ЧТО СДЕЛАТЬ:
1 > Извлеките из текста о метафизике света отрывок: начните со слов «Опубликовано smenchsik - пт, 07/15/2011» и остановитесь после слов «источника средневековой физики.».
2 > К какой традиции, согласно тексту о метафизике света, принадлежали разбираемые оксфордские ученые?
3 > Продолжите текст о метафизике света с того места, на котором он заканчивается.

СТРАНИЦА:
В. Метафизика света и «оптическая физика»

Опубликовано smenchsik - пт, 07/15/2011 - 14:27

Метафизическая доктрина средневековых мыслителей, внутренне определенная теологическим принципом, должна быть наукой о всеобщих основаниях. В зависимости от того, как решалась ее проблема — проблема единого действующего источника,— находилось решение вопроса о двух фундаментальных возможностях — возможности существования мира природы (натурфилософия) и возможности человеческого познания (гносеология). Метафизическая первосубстанция должна была быть в одно и то же время основанием, определяющим естественные процессы (ratio essendi) и основанием мышления, понимания этих процессов (ratio cognoscendi). Вне этой системы мы никогда не поймем ни истинной природы средневекового «эмпиризма», ни источника средневековой физики.

Мы уже говорили, что разбираемые нами оксфордские ученые принадлежали августиновской традиции, теснейшим образом связанной с идеями неоплатонизма. Фундаментом этой традиции является «метафизика света», т. е. утверждение о том, что «Lux est principia essendi et principia cognoscendi»357. Эта метафизика и явилась тем, благодаря чему Гроссетет и все последующие физики решали как основную проблему «индуктивизма» — проблему перехода от вероятного знания к всеобще-достоверному, так и основную проблему физической теории — проблему принципиального совмещения математической достоверности с метафизической онтологичностью. Только в связи с метафизикой света мы можем понять истинную природу той методологии эмпирико-индуктивистского опыта, которая столь характерна для ученых XIII—XIV вв.

ИСХОДНЫЕ ДАННЫЕ:
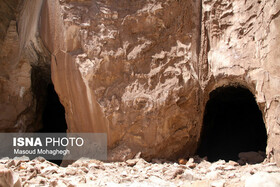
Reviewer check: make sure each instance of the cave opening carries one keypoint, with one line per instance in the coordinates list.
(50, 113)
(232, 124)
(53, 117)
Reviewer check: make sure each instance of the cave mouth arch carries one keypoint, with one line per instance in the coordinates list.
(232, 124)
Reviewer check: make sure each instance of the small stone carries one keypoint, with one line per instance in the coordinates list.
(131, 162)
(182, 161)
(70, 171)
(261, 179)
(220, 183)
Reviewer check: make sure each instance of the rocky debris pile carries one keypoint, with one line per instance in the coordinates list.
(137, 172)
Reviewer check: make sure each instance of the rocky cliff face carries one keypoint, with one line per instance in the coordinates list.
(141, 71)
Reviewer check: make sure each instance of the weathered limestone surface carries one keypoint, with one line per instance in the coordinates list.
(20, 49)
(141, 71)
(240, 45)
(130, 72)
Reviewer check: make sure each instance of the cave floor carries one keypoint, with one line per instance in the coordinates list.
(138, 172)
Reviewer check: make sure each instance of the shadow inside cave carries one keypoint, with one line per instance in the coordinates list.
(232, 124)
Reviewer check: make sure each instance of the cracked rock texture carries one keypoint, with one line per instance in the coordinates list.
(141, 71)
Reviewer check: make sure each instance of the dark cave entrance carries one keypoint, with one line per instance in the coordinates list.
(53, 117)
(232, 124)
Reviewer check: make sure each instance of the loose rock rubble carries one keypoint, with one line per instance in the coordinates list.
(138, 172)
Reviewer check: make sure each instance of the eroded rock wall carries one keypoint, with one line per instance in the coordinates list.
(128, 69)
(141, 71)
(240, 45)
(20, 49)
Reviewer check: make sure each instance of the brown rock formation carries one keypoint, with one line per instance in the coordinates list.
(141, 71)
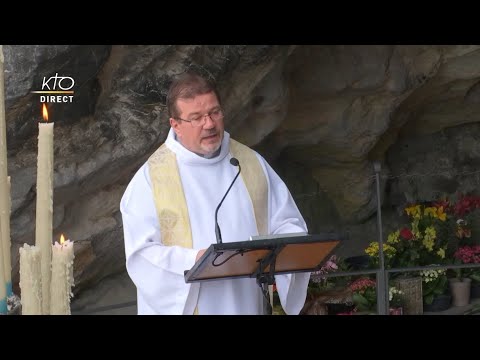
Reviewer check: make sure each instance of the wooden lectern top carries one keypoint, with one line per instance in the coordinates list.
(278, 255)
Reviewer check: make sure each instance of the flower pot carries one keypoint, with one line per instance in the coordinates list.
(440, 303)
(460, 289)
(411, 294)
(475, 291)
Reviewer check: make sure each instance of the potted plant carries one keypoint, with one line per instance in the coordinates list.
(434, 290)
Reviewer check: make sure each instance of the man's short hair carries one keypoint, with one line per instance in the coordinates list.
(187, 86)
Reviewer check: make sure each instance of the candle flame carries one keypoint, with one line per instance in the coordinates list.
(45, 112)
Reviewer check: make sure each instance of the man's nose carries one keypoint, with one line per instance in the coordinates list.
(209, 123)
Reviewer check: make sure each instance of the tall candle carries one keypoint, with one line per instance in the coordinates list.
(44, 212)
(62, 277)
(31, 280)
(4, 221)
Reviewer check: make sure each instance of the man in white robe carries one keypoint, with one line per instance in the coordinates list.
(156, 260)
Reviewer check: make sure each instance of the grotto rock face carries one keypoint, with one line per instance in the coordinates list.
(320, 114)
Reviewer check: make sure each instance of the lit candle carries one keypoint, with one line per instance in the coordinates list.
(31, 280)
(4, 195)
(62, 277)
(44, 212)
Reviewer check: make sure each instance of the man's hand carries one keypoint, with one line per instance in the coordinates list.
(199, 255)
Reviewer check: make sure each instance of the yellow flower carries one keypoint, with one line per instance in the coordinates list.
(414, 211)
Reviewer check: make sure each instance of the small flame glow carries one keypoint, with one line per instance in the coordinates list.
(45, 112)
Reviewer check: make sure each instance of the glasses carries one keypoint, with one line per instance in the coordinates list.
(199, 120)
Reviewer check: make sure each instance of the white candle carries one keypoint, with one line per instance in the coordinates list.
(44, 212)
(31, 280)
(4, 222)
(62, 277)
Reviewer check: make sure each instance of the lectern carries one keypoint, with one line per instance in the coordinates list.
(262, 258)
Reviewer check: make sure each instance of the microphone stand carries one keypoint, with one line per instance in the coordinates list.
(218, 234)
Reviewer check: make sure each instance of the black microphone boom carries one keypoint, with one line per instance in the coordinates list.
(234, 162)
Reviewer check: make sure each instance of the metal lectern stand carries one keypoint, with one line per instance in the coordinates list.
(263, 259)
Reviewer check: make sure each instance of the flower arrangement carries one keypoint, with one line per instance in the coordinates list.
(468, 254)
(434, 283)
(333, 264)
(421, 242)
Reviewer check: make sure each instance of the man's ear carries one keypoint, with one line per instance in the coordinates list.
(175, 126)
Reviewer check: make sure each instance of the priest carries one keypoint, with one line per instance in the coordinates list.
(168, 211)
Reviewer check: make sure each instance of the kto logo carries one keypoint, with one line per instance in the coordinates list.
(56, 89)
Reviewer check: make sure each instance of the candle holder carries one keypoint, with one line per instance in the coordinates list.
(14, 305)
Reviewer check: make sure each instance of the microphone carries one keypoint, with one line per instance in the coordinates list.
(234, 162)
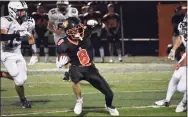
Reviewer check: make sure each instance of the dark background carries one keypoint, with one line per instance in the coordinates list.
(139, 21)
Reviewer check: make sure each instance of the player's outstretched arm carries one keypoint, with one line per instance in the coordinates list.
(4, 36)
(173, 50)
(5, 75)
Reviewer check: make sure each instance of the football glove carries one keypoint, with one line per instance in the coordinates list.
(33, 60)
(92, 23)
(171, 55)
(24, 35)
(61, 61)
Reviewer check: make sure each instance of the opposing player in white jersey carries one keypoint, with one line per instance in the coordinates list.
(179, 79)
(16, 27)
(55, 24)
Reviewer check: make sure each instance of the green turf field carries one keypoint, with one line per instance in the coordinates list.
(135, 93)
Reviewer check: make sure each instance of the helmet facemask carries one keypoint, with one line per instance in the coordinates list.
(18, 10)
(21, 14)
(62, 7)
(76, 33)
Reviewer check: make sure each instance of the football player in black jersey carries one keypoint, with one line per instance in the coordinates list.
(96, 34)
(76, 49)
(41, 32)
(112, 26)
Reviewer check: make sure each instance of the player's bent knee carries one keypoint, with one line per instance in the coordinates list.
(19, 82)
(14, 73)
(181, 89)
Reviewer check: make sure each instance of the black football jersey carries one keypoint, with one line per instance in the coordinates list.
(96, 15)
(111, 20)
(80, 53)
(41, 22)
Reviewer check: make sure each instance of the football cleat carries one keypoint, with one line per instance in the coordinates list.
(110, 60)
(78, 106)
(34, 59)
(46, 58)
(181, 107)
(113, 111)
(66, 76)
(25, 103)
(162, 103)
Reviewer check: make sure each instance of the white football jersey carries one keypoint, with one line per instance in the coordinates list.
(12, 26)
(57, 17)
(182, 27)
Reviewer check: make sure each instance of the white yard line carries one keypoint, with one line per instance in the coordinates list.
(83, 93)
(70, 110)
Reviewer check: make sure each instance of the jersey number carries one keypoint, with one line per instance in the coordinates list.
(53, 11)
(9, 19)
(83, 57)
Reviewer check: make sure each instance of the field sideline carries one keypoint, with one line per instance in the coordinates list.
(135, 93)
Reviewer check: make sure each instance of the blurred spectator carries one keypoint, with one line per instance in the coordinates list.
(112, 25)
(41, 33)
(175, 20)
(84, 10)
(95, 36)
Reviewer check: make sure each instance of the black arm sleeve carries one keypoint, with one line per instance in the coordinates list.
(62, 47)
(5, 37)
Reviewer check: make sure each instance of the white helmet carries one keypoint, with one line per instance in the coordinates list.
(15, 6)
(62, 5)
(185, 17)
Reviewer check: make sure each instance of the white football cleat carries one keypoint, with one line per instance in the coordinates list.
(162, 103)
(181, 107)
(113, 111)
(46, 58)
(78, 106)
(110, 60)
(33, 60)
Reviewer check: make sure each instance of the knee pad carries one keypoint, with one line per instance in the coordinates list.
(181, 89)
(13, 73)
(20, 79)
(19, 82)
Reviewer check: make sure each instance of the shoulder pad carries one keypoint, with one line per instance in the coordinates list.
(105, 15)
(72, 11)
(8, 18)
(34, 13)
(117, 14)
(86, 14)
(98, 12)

==

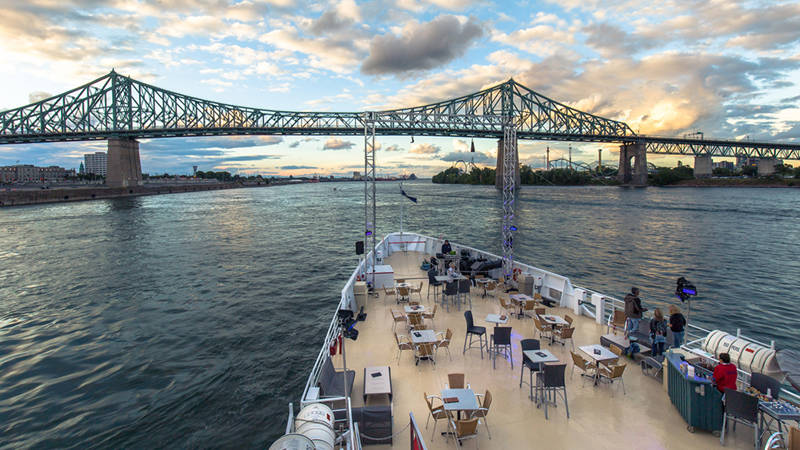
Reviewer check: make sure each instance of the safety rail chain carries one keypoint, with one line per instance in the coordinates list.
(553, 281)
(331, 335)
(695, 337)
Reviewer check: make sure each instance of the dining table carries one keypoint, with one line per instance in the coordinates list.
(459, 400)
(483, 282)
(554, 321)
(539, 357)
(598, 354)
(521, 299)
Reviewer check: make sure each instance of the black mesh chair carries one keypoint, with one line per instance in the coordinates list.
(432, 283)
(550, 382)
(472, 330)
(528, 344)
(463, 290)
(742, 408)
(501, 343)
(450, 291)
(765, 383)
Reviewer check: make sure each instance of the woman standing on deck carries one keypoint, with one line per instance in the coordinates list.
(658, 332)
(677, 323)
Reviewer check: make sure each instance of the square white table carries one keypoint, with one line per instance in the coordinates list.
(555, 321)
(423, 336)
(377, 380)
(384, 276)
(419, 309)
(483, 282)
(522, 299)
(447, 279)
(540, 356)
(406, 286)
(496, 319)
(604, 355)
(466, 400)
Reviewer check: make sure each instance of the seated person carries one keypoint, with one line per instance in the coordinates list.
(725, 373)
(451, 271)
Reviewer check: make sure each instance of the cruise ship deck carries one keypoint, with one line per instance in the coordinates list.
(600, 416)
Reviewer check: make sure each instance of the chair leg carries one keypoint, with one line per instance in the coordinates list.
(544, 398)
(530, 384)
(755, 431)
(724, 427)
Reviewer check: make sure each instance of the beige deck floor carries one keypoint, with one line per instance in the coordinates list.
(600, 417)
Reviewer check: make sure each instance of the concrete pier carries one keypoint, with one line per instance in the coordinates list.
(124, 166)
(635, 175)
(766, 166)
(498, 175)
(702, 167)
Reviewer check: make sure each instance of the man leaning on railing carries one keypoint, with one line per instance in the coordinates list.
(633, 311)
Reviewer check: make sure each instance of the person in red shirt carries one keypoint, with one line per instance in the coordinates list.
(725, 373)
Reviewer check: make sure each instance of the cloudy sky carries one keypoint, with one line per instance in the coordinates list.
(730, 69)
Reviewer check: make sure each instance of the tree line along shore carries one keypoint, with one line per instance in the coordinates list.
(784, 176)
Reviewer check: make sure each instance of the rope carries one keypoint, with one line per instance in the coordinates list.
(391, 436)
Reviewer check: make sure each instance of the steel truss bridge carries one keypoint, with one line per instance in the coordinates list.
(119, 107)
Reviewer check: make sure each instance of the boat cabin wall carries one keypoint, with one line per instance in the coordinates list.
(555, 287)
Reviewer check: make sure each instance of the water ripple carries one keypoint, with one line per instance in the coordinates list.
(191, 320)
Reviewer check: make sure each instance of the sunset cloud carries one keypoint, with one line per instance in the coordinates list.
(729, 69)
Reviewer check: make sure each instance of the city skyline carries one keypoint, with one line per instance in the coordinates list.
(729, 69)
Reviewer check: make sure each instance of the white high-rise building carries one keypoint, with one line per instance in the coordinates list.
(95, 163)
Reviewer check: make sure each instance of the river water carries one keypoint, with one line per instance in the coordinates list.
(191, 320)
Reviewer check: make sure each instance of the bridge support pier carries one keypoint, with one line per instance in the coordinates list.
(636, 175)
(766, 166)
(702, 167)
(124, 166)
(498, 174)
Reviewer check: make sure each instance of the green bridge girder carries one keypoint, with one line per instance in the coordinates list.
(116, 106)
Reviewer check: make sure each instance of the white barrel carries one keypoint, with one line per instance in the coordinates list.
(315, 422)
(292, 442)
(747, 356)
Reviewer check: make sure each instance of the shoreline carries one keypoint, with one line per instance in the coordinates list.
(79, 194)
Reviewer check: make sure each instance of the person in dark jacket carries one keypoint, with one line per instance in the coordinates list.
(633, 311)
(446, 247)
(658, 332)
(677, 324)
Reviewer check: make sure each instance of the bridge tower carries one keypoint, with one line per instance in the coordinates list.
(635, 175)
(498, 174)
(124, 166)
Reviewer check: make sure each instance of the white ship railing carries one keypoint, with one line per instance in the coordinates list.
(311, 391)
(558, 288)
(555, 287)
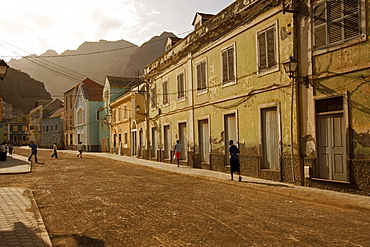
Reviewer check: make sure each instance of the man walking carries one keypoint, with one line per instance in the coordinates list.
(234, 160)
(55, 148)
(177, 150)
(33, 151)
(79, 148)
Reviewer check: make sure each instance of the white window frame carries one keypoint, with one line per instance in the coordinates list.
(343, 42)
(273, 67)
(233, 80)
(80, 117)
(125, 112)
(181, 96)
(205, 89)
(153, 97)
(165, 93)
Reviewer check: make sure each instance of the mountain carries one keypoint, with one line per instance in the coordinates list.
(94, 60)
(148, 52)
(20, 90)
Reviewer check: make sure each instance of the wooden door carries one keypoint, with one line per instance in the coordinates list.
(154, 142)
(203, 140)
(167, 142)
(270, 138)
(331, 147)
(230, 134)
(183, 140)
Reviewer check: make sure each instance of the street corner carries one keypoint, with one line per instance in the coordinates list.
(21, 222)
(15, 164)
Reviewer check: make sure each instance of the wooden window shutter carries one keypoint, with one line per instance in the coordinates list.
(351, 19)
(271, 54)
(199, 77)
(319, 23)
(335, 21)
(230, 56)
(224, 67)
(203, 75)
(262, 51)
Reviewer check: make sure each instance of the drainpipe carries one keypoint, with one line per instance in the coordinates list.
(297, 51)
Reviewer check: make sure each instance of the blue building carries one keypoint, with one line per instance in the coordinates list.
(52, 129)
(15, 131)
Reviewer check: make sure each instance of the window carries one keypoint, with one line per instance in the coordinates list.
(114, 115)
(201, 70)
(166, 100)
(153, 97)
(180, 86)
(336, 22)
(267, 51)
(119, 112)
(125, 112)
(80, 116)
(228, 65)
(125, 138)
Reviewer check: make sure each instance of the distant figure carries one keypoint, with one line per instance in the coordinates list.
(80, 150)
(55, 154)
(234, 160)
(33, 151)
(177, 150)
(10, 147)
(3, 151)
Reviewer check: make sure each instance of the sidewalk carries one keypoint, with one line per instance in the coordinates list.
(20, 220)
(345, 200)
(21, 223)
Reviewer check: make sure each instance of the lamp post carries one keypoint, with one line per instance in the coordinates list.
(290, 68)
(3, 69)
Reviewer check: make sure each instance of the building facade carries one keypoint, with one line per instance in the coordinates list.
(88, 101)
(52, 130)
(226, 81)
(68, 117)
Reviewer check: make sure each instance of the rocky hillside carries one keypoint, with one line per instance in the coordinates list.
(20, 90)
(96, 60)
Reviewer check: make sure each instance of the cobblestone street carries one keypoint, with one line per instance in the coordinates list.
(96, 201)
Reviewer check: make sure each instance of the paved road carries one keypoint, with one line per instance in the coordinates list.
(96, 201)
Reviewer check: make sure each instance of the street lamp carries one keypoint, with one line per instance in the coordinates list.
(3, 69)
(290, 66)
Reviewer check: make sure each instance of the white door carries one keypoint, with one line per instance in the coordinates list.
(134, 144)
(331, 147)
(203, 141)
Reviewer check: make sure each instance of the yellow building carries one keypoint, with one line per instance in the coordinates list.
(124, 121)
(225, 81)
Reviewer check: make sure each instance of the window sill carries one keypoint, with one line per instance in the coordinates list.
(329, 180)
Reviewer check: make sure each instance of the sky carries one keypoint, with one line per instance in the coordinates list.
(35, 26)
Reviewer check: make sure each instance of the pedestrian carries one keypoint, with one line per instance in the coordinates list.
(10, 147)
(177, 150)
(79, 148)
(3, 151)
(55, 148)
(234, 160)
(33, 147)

ОТВЕТЫ ПО ЗАДАНИЯМ:
1 >
Опубликовано smenchsik - пт, 07/15/2011 - 14:27

Метафизическая доктрина средневековых мыслителей, внутренне определенная теологическим принципом, должна быть наукой о всеобщих основаниях. В зависимости от того, как решалась ее проблема — проблема единого действующего источника,— находилось решение вопроса о двух фундаментальных возможностях — возможности существования мира природы (натурфилософия) и возможности человеческого познания (гносеология). Метафизическая первосубстанция должна была быть в одно и то же время основанием, определяющим естественные процессы (ratio essendi) и основанием мышления, понимания этих процессов (ratio cognoscendi). Вне этой системы мы никогда не поймем ни истинной природы средневекового «эмпиризма», ни источника средневековой физики.

2 > К августиновской традиции, теснейшим образом связанной с идеями неоплатонизма.

3 >
Исходным пунктом этой методологии было представление о двух способностях человеческого духа — уме (mentis aspectus) и о чувственной душе (mentis affectus). В одной из самых ранних своих работ358, во введении в традиционный курс семи свободных искусств Гроссетет говорит о том, что науки очищают человека от заблуждений (purgationis erroris) в трех отношениях: ум от темноты неведения, душу от слепоты страстей и тело от мрака чувственности. Для средневекового ученого вообще очевидно, что в столь серьезном событии, как постижение истины, человек участвует весь, в меру всех своих способностей. Поэтому весь человек должен измениться, прежде чем он сможет включиться в познание. В те времена верили, что дурной и грязный человек не может быть умным.

В этой связи само «опытное исследование» предстает в несколько ином свете. Дело в том, что здесь речь вообще не шла о так называемом «обобщении» результатов наблюдения. Истинное знание всегда уже присутствует в человеческой душе, и надо только подготовить чувственное тело и воспринимающий разум к тому, чтобы истина могла просветить их. Необходимо упражнение внимания, чтобы освободить духовные очи от случайностей лишних ощущений, необходимо также исследовать природу, чтобы она могла подсказать, навести на мысль, направить независимое действие интеллектуальной интуиции. Общий принцип открывается в результате «индуктивной процедуры», а при мгновенном озарении, наступившем после длительной работы очищения и внимательного наблюдения. Дадим слово самому Гроссетету.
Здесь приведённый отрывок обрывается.